Task instructions –
An exact, complete copy of the data that follows is needed.

Stored data
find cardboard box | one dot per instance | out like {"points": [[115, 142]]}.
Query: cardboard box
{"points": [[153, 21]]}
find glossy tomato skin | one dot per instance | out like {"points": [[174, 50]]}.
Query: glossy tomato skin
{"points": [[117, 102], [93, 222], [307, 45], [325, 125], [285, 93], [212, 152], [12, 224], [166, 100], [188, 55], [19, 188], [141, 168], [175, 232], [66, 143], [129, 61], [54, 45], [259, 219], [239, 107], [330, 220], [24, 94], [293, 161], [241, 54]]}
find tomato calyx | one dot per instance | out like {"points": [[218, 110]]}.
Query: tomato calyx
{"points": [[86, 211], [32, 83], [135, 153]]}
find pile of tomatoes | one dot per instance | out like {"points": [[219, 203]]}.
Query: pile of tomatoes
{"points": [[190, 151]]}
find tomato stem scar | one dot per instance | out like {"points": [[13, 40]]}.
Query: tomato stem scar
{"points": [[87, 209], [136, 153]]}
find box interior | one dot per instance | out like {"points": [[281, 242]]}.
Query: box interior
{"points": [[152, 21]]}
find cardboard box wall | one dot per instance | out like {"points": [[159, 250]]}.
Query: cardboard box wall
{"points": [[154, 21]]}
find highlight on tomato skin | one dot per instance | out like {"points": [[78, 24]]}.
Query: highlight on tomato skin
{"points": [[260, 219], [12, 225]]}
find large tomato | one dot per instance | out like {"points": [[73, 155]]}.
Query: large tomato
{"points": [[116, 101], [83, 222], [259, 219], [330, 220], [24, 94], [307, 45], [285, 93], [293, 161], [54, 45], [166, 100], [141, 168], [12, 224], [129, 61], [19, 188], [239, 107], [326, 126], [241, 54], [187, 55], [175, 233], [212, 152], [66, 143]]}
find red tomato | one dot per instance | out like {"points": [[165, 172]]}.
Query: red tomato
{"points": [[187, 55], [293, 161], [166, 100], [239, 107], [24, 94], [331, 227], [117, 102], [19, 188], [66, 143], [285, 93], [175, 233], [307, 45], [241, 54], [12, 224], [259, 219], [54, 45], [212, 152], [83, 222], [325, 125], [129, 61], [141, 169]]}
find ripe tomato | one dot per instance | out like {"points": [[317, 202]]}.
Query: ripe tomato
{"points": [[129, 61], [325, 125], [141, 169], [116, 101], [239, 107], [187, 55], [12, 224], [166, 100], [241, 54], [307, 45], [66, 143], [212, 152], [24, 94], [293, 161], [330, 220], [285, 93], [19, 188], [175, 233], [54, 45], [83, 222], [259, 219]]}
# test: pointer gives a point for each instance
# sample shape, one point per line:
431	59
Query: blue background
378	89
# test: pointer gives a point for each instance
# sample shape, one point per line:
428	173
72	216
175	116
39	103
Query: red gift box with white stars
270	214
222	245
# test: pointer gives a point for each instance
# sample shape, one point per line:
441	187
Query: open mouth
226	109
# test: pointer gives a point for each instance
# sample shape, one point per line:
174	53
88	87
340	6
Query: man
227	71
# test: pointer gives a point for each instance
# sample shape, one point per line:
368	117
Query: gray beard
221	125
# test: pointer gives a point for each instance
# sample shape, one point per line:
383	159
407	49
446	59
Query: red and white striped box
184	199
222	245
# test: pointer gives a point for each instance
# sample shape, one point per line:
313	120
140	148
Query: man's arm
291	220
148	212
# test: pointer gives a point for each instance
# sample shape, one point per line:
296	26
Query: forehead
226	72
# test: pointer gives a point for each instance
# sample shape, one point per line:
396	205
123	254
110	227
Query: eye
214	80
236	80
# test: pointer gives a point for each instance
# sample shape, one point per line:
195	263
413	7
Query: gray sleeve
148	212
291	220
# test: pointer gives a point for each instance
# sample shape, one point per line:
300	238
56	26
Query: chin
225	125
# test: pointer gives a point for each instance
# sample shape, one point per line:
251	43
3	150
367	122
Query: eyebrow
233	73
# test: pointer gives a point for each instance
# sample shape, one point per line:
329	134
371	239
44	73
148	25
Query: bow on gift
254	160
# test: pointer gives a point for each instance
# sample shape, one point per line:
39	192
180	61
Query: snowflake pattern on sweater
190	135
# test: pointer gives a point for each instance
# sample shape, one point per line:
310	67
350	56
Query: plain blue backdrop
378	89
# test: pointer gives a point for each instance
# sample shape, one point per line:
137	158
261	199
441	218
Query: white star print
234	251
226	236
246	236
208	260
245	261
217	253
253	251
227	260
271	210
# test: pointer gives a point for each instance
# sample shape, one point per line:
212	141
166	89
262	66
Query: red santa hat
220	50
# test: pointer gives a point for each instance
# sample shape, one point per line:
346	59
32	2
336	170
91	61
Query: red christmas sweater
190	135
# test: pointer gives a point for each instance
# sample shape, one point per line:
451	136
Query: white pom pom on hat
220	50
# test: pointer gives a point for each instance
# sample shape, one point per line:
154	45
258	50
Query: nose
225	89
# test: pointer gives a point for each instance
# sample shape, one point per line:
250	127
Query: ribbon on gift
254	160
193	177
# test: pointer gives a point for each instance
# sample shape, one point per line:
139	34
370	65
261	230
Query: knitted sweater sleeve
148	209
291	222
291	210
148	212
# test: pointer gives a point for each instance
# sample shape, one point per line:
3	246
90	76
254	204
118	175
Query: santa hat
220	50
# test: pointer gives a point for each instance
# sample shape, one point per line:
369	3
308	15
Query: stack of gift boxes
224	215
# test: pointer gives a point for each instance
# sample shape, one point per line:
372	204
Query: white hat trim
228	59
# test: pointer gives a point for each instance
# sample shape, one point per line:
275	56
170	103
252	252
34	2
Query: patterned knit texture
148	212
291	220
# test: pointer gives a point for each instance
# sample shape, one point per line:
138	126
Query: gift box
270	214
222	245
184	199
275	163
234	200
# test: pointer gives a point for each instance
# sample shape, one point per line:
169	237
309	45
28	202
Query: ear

Response –
find cardboard box | one dot per instance | out like {"points": [[115, 142]]}.
Query: cardboard box
{"points": [[153, 21]]}
find glossy tomato skin | one dot per instance | out like {"points": [[174, 50]]}.
Query: glossy tomato skin
{"points": [[117, 102], [93, 222], [307, 45], [325, 125], [285, 93], [212, 152], [12, 224], [166, 100], [188, 55], [19, 188], [141, 168], [175, 232], [66, 143], [129, 61], [54, 45], [259, 219], [239, 107], [330, 220], [24, 94], [293, 161], [241, 54]]}
find tomato calyx | one dot per instance | out like {"points": [[218, 110]]}.
Query: tomato calyx
{"points": [[86, 211], [32, 83], [135, 153]]}
find pile of tomatoes | one dot per instance | out like {"points": [[219, 203]]}.
Query: pile of tomatoes
{"points": [[190, 151]]}
find tomato stem scar | one dot per instance | out like {"points": [[13, 40]]}.
Query: tomato stem scar
{"points": [[87, 209], [136, 153]]}
find box interior | one dot per instance | out like {"points": [[281, 242]]}.
Query: box interior
{"points": [[152, 21]]}
find cardboard box wall | one dot per instance | out like {"points": [[159, 250]]}.
Query: cardboard box wall
{"points": [[154, 21]]}
find highlight on tomato skin | one dot per instance | out like {"points": [[78, 24]]}.
Query: highlight on tomato skin
{"points": [[260, 219], [12, 225]]}
find large tomato | one dot per instance | out like {"points": [[73, 155]]}.
Query: large tomato
{"points": [[116, 101], [83, 222], [259, 219], [330, 220], [24, 94], [307, 45], [285, 93], [293, 161], [54, 45], [166, 100], [141, 168], [12, 224], [129, 61], [19, 188], [239, 107], [326, 126], [241, 54], [187, 55], [175, 233], [212, 152], [66, 143]]}
find red tomato | one dot per instance | out like {"points": [[165, 172]]}.
Query: red tomato
{"points": [[187, 55], [293, 161], [166, 100], [239, 107], [24, 94], [331, 227], [117, 102], [19, 188], [66, 143], [285, 93], [175, 233], [307, 45], [241, 54], [12, 224], [259, 219], [54, 45], [212, 152], [83, 222], [325, 125], [129, 61], [141, 169]]}
find ripe tomato | one dot per instance | out like {"points": [[317, 202]]}.
Query: ripe tomato
{"points": [[129, 61], [325, 125], [141, 169], [116, 101], [239, 107], [187, 55], [12, 224], [166, 100], [241, 54], [307, 45], [66, 143], [212, 152], [24, 94], [293, 161], [330, 220], [285, 93], [19, 188], [175, 233], [54, 45], [83, 222], [259, 219]]}
# test: pointer gives a point for each instance
# sample shape, one point per line:
431	59
Query: blue background
378	89
# test: pointer gives a point for each instance
# sample shape, one point per line:
428	173
72	216
175	116
39	103
Query: red gift box with white stars
270	214
222	245
# test: pointer gives a point for each instance
# sample shape, one point per line:
441	187
Query: open mouth
226	109
# test: pointer gives a point for each instance
# sample shape, one point per line:
174	53
88	87
340	6
Query: man
227	71
# test: pointer gives a point for each instance
# sample shape, one point per line:
368	117
Query: gray beard
221	125
# test: pointer gives a point for each instance
# sample shape, one point per line:
383	159
407	49
446	59
Query: red and white striped box
184	199
222	245
# test: pointer gives a point for each instance
# sample shape, one point per line:
313	120
140	148
Query: man's arm
291	220
148	212
# test: pointer gives a point for each instance
# sample shape, one point per line:
296	26
Query: forehead
226	72
# test: pointer gives a point for each instance
# sample shape, one point per line:
396	205
123	254
110	227
Query: eye
214	80
236	80
# test: pointer gives a point for each instance
# sample shape, one point per line:
195	263
413	7
Query: gray sleeve
148	212
291	220
# test: pointer gives a point for each instance
# sample shape, one point per line:
300	238
56	26
Query: chin
225	125
# test: pointer gives a point for each instance
# sample shape, one point per line:
251	43
3	150
367	122
Query: eyebrow
233	73
# test: pointer gives a point for each instance
# sample shape, one point per line:
329	134
371	239
44	73
148	25
Query: bow on gift
254	160
# test: pointer gives a point for each instance
# sample shape, one point per line:
39	192
180	61
Query: snowflake pattern on sweater
190	135
# test: pointer gives a point for each instance
# sample shape, one point per line:
310	67
350	56
Query: plain blue backdrop
378	89
# test: pointer gives a point for each instance
# sample shape, one point per line:
137	158
261	199
441	218
Query: white star print
234	251
226	236
246	236
208	260
245	261
217	253
253	251
227	260
271	210
# test: pointer gives a point for each instance
# sample shape, one point per line:
212	141
166	89
262	66
Query: red santa hat
220	50
# test: pointer gives a point for each instance
# sample shape, one point per line:
346	59
32	2
336	170
91	61
Query: red christmas sweater
190	135
# test: pointer gives a point for each instance
# sample shape, one point per line:
451	136
Query: white pom pom on hat
220	50
# test: pointer gives a point for each instance
# sample shape, one point per line:
154	45
258	50
Query: nose
225	89
# test: pointer gives a point for each instance
# sample shape, one point per line:
250	127
Query: ribbon on gift
254	160
193	177
# test: pointer gives a point for each instance
# sample shape, one point per line:
139	34
370	65
261	230
Query: knitted sweater sleeve
148	209
291	222
291	210
148	212
# test: pointer gives a point for each instance
# sample shape, one point per line:
3	246
90	76
254	204
118	175
Query: santa hat
220	50
# test: pointer gives a point for each instance
# sample shape, one point per line:
369	3
308	15
Query: stack of gift boxes
224	215
# test: pointer gives a point for each instance
# sample shape, one point per line:
372	204
Query: white hat trim
228	59
# test: pointer gives a point for each instance
# sample shape, one point per line:
275	56
170	103
252	252
34	2
Query: patterned knit texture
148	212
291	220
# test: pointer gives a point for each instance
# sample shape, one point per line:
138	126
Query: gift box
270	214
222	245
184	199
275	163
234	200
# test: pointer gives a point for each instance
# sample shape, one point per line:
169	237
309	45
28	202
Query: ear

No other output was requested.